▶ SHORT PROBLEM
Pick out and copy every line in the material below that contains the string "blond". Case counts.

▶ GIVEN RECORDS
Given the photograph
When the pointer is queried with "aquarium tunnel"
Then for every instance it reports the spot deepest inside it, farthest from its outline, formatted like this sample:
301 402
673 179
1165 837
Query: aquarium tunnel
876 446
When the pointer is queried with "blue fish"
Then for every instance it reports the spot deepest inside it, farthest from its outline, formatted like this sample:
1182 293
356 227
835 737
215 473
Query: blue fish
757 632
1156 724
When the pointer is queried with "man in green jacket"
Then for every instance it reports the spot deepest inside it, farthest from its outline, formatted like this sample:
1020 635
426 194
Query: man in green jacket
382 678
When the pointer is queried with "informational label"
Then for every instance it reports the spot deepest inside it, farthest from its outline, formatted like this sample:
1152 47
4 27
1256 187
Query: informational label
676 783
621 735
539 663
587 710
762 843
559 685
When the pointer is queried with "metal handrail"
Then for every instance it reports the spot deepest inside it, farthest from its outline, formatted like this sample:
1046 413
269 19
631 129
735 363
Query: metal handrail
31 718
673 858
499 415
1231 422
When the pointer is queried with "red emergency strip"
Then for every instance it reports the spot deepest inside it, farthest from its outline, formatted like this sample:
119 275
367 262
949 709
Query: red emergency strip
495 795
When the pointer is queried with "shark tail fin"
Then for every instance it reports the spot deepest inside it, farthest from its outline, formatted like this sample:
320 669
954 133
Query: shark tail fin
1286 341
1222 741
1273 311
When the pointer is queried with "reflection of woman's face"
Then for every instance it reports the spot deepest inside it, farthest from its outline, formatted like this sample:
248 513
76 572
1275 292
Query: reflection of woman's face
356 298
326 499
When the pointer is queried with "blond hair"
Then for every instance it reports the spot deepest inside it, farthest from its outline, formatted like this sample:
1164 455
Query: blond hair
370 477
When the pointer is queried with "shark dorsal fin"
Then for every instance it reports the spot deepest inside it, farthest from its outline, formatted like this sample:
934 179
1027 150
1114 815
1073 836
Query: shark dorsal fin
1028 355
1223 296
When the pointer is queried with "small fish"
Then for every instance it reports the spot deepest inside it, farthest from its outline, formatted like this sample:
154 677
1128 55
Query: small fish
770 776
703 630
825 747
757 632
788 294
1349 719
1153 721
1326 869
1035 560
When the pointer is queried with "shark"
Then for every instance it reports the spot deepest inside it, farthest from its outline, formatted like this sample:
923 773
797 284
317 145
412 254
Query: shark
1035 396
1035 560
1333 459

▶ RESPONSE BELOW
When the pointer is queried with "blond hair"
Query: blond hair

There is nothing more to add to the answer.